- TRY IT -
Across all of the records below, determine the number of lines containing the string "tuft"; reply with that number only.
***** DATASET RECORDS *****
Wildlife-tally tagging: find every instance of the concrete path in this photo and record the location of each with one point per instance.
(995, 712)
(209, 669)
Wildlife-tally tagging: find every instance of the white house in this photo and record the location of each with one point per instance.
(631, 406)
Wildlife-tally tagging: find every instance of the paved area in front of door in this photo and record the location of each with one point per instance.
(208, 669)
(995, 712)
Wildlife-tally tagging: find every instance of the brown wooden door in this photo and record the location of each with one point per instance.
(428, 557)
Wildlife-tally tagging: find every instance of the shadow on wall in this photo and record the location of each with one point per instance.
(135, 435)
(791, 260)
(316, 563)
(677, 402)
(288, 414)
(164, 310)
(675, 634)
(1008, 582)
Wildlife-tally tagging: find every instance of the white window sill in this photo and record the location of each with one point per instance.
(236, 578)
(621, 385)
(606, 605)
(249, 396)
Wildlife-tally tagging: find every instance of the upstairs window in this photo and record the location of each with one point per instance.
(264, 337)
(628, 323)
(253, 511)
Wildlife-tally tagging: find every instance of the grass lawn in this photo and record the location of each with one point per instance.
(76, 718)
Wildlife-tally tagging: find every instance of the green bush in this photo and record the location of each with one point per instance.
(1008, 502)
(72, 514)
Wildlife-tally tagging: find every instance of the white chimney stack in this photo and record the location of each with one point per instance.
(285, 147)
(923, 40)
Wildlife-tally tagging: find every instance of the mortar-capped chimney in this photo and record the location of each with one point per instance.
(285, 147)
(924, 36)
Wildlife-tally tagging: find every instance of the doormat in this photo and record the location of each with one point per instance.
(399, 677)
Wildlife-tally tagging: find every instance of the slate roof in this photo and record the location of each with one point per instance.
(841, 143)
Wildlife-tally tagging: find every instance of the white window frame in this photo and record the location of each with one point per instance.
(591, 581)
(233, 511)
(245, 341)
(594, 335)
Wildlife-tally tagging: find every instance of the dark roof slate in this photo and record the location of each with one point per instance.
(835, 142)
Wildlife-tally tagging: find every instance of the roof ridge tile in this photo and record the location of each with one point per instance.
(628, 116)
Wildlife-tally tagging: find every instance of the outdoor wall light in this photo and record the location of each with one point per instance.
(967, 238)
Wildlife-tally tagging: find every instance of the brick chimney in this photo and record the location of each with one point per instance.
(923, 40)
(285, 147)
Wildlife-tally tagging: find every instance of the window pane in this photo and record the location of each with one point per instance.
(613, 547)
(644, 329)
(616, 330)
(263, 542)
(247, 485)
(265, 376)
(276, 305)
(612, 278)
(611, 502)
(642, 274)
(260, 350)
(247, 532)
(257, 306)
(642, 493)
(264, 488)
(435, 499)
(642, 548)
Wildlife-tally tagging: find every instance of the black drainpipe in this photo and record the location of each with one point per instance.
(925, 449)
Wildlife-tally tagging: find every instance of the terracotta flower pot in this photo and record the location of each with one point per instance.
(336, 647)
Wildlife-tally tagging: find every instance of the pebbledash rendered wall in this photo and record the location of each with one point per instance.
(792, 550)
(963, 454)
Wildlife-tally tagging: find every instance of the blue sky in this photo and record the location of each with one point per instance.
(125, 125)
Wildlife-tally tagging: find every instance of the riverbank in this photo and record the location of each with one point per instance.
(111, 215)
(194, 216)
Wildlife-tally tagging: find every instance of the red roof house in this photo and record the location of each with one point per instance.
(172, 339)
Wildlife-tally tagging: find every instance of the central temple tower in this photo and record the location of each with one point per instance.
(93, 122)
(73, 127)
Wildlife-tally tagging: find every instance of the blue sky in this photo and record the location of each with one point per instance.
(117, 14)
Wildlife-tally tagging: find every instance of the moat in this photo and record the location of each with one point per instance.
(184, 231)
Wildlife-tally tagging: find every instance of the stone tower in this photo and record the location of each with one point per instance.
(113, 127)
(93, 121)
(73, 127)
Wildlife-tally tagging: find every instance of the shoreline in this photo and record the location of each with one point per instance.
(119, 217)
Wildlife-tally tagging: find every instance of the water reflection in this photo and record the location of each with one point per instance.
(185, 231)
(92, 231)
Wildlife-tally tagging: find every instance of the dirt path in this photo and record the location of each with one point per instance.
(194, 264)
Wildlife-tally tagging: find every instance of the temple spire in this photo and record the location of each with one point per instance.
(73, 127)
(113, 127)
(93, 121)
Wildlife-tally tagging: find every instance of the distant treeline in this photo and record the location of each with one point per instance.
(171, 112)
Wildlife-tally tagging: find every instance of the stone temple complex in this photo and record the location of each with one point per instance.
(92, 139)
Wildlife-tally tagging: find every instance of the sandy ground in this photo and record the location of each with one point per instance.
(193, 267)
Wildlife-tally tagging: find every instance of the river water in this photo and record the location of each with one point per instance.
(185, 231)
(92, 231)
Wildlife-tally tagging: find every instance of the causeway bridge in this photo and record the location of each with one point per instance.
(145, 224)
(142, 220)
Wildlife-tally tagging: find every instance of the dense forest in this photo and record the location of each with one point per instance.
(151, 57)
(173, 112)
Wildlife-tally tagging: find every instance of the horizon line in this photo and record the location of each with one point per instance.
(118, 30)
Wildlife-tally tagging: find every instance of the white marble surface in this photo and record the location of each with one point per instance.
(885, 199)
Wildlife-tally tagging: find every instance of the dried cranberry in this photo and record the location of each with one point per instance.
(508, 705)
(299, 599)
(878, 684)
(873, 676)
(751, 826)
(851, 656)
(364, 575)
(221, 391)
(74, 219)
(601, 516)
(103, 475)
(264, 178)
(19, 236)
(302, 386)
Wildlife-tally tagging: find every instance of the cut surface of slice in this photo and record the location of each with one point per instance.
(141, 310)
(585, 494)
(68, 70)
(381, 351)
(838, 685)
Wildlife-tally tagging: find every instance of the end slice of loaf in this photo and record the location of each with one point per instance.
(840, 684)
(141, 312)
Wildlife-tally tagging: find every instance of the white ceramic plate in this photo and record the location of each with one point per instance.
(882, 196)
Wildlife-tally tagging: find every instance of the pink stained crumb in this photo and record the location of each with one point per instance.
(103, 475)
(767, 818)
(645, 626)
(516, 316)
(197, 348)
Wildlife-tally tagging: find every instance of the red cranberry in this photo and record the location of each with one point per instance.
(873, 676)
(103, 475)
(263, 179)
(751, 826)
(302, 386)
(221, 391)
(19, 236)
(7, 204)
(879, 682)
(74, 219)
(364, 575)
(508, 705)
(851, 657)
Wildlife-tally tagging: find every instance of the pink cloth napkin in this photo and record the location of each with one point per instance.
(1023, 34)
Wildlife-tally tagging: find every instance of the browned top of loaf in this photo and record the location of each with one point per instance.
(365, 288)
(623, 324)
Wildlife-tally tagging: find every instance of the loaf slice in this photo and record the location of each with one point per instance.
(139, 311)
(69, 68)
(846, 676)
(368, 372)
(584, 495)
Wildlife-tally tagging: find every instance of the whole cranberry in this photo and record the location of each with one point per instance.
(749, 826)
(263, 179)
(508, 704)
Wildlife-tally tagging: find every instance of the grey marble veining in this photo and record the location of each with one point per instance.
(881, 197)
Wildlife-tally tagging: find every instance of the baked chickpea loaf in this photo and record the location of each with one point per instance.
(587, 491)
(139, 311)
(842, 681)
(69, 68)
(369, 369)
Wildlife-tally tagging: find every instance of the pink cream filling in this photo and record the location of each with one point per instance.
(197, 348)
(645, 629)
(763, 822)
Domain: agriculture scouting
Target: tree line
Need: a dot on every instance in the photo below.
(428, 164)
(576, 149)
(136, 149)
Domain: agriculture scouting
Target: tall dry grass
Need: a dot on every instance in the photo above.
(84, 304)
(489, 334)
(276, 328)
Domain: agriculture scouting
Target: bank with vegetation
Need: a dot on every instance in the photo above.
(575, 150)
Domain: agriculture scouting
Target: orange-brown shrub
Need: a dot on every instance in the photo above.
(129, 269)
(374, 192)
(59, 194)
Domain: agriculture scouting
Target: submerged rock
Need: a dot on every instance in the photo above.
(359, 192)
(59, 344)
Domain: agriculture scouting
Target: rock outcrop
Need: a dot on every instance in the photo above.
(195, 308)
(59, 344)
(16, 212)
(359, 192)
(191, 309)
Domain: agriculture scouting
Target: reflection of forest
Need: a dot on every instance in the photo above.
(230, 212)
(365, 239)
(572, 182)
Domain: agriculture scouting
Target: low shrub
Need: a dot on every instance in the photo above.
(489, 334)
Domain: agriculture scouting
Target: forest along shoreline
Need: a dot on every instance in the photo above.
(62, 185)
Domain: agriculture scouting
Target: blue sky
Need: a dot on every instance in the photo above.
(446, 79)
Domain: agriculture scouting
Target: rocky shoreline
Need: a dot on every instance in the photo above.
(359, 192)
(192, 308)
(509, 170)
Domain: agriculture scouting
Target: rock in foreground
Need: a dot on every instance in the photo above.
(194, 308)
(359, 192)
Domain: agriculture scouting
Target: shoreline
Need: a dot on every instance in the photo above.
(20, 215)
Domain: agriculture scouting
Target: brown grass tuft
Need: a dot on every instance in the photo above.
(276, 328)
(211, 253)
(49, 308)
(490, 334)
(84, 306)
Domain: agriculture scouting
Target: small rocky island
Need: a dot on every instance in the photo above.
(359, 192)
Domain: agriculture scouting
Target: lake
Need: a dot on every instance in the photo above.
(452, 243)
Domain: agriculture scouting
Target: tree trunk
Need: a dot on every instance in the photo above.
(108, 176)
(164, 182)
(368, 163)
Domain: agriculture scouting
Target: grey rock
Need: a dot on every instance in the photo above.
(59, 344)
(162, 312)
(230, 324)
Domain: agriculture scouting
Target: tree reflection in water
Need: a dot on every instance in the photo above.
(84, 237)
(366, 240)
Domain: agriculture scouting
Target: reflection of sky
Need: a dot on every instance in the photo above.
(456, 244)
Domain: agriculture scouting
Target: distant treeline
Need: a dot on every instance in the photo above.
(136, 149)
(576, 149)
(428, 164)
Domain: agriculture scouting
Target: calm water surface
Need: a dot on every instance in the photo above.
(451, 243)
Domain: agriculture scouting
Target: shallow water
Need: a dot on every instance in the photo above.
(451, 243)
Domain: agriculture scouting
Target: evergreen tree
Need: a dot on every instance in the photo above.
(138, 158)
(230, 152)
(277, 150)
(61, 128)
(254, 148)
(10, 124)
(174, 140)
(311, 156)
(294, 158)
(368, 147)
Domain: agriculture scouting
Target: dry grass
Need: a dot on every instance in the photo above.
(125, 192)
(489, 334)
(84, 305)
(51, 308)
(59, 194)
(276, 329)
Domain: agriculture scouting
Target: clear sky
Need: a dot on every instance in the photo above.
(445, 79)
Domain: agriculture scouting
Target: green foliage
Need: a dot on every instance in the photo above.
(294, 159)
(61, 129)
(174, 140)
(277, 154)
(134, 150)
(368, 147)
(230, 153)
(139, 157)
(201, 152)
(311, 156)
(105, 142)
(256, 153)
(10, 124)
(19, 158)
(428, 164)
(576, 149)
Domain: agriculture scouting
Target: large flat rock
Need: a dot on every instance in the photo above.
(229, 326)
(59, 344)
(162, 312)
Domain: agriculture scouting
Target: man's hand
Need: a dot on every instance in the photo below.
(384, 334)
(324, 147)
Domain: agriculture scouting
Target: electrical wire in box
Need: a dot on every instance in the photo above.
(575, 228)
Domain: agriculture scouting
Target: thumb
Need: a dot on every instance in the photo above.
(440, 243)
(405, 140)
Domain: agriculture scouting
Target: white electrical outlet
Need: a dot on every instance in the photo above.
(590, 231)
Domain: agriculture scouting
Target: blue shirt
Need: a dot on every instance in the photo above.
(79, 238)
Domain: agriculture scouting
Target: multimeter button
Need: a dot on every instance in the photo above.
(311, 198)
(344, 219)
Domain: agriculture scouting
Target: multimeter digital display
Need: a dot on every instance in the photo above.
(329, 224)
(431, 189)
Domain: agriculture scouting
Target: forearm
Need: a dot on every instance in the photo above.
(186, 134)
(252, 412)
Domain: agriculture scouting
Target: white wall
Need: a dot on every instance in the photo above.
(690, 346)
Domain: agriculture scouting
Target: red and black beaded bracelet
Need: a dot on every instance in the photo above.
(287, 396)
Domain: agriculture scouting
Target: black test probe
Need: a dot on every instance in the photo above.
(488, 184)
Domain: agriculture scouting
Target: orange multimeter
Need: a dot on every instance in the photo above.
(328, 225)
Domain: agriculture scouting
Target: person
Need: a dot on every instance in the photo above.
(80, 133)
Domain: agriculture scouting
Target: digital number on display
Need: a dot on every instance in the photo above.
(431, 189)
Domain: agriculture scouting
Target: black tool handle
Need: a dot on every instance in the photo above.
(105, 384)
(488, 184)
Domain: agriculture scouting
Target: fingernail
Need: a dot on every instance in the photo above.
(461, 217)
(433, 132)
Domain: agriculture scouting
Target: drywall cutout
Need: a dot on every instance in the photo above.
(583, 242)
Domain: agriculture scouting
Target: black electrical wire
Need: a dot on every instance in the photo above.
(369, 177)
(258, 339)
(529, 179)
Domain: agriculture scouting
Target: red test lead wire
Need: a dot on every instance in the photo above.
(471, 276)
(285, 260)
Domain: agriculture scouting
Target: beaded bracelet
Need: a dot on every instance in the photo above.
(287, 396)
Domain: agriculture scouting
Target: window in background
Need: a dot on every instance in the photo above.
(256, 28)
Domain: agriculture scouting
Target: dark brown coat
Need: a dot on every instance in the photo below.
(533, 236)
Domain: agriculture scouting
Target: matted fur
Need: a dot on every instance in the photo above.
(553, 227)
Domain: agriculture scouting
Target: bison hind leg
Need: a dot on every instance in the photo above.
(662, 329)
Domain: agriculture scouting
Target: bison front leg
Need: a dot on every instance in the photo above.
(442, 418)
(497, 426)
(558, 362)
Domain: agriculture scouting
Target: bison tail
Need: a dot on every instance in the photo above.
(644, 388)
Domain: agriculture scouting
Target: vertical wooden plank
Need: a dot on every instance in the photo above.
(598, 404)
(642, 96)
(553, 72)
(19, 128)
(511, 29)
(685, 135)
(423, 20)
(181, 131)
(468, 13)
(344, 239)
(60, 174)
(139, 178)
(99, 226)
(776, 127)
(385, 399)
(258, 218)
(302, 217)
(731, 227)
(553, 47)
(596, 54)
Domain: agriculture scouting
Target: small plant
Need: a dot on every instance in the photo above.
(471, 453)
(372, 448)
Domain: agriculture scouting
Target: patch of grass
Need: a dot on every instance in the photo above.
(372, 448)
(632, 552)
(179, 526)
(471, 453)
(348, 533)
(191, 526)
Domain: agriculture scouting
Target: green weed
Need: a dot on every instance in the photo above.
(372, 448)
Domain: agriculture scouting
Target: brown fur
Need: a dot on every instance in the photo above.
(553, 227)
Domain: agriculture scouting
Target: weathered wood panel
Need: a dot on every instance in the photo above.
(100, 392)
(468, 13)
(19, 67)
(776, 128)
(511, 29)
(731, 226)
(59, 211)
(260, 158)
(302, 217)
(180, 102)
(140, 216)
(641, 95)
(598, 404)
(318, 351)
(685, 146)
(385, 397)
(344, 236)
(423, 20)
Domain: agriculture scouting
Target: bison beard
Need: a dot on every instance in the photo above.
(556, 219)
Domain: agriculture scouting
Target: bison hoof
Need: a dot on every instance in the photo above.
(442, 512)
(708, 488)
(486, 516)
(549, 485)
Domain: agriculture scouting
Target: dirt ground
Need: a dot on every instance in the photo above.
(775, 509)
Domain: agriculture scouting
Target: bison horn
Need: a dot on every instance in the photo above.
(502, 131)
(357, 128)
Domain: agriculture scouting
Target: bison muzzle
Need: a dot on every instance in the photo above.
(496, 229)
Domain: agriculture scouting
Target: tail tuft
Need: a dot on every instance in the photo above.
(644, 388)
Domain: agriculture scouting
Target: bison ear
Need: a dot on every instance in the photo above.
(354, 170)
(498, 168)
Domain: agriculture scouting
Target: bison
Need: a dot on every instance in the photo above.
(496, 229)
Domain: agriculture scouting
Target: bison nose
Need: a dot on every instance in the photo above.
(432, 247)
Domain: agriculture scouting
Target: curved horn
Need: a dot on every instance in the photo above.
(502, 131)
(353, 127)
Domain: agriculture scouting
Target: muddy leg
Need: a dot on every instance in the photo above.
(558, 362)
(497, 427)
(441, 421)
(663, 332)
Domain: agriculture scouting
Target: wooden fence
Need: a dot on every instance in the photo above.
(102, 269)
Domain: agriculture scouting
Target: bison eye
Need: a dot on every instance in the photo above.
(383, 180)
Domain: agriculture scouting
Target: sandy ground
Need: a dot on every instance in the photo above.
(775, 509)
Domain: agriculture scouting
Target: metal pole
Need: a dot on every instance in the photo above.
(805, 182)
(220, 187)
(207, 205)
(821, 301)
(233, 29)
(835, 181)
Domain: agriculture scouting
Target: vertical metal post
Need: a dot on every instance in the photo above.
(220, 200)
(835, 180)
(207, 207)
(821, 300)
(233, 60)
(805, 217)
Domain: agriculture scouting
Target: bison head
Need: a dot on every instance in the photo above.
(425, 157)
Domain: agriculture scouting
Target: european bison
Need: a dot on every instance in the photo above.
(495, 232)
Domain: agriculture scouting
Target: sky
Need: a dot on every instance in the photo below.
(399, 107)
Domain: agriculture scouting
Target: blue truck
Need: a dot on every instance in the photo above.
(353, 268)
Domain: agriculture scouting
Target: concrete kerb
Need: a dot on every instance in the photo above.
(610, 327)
*****
- OUTPUT FOR THIS EXERCISE -
2